─── 给定文本 ───
Path Sum II
描述
Given a binary tree and a sum, find all root-to-leaf paths where each path's sum equals the given sum.
For example:
Given the below binary tree and sum = 22
,
5
/ \
4 8
/ / \
11 13 4
/ \ / \
7 2 5 1
return
[
[5,4,11,2],
[5,8,4,5]
]
分析
跟上一题相比,本题是求路径本身。且要求出所有结果,左子树求到了满意结果,不能 return,要接着求右子树。
代码
- Java
- C++
// Path Sum II
// 时间复杂度O(n),空间复杂度O(logn)
public class Solution {
public List<List<Integer>> pathSum(TreeNode root, int sum) {
List<List<Integer>> result = new ArrayList<>();
ArrayList<Integer> cur = new ArrayList<>(); // 中间结果
pathSum(root, sum, cur, result);
return result;
}
private static void pathSum(TreeNode root, int gap, ArrayList<Integer> cur,
List<List<Integer>> result) {
if (root == null) return;
cur.add(root.val);
if (root.left == null && root.right == null) { // leaf
if (gap == root.val)
result.add(new ArrayList<>(cur));
}
pathSum(root.left, gap - root.val, cur, result);
pathSum(root.right, gap - root.val, cur, result);
cur.remove(cur.size() - 1);
}
}
// Path Sum II
// 时间复杂度O(n),空间复杂度O(logn)
─── 记录摘录 ───
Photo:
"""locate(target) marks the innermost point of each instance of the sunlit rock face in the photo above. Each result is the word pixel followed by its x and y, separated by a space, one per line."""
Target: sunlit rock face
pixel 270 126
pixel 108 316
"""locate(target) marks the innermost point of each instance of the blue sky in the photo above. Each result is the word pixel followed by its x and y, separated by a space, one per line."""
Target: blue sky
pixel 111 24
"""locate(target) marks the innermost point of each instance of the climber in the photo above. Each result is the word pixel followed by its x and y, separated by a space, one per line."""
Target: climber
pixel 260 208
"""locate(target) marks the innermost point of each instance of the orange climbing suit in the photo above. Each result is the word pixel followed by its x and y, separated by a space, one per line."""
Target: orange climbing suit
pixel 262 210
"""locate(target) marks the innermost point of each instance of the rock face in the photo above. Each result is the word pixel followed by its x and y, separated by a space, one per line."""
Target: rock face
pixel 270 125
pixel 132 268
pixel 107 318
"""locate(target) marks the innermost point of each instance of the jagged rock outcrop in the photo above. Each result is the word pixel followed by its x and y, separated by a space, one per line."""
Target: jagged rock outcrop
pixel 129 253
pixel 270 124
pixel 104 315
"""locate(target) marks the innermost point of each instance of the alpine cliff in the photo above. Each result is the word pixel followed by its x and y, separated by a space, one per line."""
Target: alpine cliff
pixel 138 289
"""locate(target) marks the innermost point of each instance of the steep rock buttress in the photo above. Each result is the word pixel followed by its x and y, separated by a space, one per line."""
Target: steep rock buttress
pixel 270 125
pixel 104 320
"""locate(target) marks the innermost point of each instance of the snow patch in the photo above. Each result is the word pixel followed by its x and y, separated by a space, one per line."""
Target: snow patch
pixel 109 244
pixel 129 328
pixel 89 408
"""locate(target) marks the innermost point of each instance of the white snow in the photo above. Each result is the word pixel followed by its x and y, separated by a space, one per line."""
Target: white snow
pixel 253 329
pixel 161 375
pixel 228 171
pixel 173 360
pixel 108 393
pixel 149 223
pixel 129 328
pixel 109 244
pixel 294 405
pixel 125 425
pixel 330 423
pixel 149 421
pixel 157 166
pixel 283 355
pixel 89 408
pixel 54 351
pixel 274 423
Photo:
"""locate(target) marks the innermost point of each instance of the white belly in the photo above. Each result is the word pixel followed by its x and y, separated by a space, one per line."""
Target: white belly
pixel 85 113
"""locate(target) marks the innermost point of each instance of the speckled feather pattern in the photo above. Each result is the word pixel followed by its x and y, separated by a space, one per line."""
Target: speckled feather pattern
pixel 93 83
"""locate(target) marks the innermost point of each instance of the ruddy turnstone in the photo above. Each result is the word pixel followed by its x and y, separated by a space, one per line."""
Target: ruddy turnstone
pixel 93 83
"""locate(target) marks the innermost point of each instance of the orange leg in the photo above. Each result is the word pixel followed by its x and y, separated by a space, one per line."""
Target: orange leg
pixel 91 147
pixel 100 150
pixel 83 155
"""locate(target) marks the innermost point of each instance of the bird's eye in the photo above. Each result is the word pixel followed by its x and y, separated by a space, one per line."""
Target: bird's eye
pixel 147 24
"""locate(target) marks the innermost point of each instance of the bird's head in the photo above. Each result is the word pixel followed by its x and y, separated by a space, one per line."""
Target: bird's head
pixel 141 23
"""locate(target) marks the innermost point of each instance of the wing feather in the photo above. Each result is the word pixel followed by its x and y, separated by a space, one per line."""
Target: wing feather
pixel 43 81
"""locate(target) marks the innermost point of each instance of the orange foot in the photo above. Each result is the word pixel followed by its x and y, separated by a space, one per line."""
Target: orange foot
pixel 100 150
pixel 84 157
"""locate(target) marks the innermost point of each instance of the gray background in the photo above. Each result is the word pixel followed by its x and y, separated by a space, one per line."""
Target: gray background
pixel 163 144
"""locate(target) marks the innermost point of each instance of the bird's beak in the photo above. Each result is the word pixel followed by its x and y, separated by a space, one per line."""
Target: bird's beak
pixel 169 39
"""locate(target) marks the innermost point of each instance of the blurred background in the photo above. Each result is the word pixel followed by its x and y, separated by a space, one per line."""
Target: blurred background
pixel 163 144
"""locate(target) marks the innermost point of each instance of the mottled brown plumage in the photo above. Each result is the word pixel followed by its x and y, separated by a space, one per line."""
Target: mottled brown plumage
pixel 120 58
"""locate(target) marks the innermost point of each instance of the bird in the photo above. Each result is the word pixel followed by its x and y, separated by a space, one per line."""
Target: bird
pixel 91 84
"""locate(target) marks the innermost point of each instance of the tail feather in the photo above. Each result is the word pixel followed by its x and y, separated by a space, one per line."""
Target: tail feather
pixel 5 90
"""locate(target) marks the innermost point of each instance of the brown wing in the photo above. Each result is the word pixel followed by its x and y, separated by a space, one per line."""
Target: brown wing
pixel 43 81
───
▸ **任务说明 1**:
请原样抄写记录中从含有"of the gray"的那一行开始、到含有"pixel 169 39"的那一行结束的部分，首尾两行都要包括在内。
▸ **任务说明 2**:
请接着关于 Path Sum II 题解的那段文本最后一行往下续写。
这段文本与这些记录出自不同的来源。

▸ **任务答案 1**:
"""locate(target) marks the innermost point of each instance of the gray background in the photo above. Each result is the word pixel followed by its x and y, separated by a space, one per line."""
Target: gray background
pixel 163 144
"""locate(target) marks the innermost point of each instance of the bird's beak in the photo above. Each result is the word pixel followed by its x and y, separated by a space, one per line."""
Target: bird's beak
pixel 169 39

▸ **任务答案 2**:
class Solution {
public:
vector<vector<int> > pathSum(TreeNode *root, int sum) {
vector<vector<int> > result;
vector<int> cur; // 中间结果
pathSum(root, sum, cur, result);
return result;
}
private:
void pathSum(TreeNode *root, int gap, vector<int> &cur,
vector<vector<int> > &result) {
if (root == nullptr) return;
cur.push_back(root->val);
if (root->left == nullptr && root->right == nullptr) { // leaf
if (gap == root->val)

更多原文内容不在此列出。